EXERCISE
Using the article on remote-working spending by Lord Hermer's departments, decide whether each statement agrees with it, and back each yes or no with the deciding words quoted from the article.
1. The CPS, the GLD and the SFO spent at least £1.24m on remote-working equipment over the past three years.
2. The Health and Safety Executive is sponsored by the Ministry of Justice.
3. The parliamentary questions behind the figures were tabled by Shimeon Lee.

TEXT BLOCK
"""

19-07-2025
Lord Hermer's departments spent £1m to help staff work from home
Government departments headed by Lord Hermer, the Attorney General, have spent more than £1m on equipment to enable their staff to work from home, figures reveal.
The information, released by the Attorney General's Office in response to parliamentary questions tabled by a former Tory cabinet minister, show that the Crown Prosecution Service (CPS), the Government Legal Department (GLD), and the Serious Fraud Office (SFO) spent at least £1.24m over the past three years on remote-working equipment.
As a whole, government agencies linked to seven Whitehall departments have spent around £3m on monitors, desks and other equipment, despite a ministerial push for public sector workers to return to the office.
Other big spenders included the Health and Safety Executive (HSE) – a public body sponsored by the Department for Work and Pensions – which spent £955,099 since 2022/23.
Lord Hermer has been in charge of the legal departments since being appointed when Labour took power last July, and the figures also cover the previous two years of Tory government.
Sir Stephen Timms, the social security minister, claimed the high cost of remote-working equipment 'mainly relates to provision of equipment for new starters, and HSE has increased its staff numbers in this period mainly due to becoming the building safety regulator'.
Shimeon Lee, a policy analyst at the TaxPayers' Alliance, told The Telegraph: 'Taxpayers will be dismayed to know that we are still investing in a work from home culture. Remote working has become the norm in the public sector, with little regard for productivity, accountability or value for money.
'While families grapple with squeezed services and sky-high taxes, officials are kitting out home offices at their expense. Ministers must get a grip and put the public back at the heart of public service.'
The figures were revealed in a series of written parliamentary questions tabled by Sir John Hayes, a former Tory Cabinet minister.

"""

LISTED RECORDS
"""

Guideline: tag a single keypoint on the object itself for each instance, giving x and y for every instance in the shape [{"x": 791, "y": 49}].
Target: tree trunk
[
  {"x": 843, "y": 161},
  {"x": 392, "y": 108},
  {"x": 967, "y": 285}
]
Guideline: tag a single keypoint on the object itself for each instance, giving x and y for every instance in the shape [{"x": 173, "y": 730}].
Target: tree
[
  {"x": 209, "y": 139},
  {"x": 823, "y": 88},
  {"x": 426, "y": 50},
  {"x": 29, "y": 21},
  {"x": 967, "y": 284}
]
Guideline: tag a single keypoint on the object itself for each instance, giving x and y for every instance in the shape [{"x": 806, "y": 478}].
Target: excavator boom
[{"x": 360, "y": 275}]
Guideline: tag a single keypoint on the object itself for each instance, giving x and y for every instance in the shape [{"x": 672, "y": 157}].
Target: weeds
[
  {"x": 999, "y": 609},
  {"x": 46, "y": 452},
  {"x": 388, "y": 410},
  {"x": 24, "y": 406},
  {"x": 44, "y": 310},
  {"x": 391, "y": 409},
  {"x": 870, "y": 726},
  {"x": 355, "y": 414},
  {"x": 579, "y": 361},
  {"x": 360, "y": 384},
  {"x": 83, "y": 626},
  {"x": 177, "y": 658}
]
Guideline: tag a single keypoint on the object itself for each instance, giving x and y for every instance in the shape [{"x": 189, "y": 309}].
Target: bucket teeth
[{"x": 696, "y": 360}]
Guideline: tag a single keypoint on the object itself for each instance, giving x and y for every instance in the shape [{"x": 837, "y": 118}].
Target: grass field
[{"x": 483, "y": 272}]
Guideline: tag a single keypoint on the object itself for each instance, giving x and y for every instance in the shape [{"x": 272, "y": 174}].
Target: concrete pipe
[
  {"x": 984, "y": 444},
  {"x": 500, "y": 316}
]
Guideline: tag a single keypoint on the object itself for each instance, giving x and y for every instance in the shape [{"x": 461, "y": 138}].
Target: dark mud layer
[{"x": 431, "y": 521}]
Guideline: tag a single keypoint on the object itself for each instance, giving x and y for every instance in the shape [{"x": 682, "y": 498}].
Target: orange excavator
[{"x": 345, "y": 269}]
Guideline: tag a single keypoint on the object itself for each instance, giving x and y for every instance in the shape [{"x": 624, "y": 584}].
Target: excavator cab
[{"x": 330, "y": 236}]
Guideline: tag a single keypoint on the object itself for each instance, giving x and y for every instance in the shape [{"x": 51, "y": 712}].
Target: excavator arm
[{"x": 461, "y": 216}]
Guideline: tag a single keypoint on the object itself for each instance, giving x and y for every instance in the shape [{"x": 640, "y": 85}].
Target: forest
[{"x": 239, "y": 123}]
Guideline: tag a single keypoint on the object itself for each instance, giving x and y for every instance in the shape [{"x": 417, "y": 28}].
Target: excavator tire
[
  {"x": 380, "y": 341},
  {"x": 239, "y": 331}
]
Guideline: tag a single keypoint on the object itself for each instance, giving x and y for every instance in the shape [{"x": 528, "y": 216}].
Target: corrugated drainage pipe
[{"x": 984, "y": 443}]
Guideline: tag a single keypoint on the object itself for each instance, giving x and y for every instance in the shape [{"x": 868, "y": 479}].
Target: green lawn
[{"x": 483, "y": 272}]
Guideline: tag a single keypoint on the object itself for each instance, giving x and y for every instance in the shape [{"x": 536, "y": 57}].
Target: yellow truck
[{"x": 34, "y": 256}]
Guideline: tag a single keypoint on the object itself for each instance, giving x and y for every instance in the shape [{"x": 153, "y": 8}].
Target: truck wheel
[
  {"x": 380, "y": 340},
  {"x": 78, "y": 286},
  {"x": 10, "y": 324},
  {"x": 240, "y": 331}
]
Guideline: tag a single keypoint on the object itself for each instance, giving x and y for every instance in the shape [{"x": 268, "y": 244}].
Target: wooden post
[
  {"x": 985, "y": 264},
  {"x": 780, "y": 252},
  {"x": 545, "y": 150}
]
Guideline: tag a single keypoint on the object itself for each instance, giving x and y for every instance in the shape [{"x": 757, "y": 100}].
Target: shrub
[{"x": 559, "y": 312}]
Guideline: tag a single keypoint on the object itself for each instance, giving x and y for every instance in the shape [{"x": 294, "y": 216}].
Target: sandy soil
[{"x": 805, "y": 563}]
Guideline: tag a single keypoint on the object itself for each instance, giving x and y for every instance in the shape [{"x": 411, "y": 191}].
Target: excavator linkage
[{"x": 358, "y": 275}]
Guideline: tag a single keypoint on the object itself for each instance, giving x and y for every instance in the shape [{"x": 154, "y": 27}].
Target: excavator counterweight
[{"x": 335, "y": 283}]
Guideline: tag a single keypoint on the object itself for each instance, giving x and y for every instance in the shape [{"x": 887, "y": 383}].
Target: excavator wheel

"""

WRITTEN SOLUTION
1. Yes: "the Crown Prosecution Service (CPS), the Government Legal Department (GLD), and the Serious Fraud Office (SFO) spent at least £1.24m over the past three years on remote-working equipment"
2. No: "a public body sponsored by the Department for Work and Pensions"
3. No: "tabled by Sir John Hayes, a former Tory Cabinet minister"